::: Recorded data :::

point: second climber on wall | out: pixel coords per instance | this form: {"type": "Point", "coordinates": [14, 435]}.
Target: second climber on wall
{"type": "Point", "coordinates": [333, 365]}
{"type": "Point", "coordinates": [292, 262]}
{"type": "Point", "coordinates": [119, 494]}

:::

With nothing left out, return each entry exactly.

point: second climber on wall | out: pixel coords per instance | this form: {"type": "Point", "coordinates": [14, 435]}.
Target: second climber on wall
{"type": "Point", "coordinates": [333, 365]}
{"type": "Point", "coordinates": [292, 262]}
{"type": "Point", "coordinates": [119, 494]}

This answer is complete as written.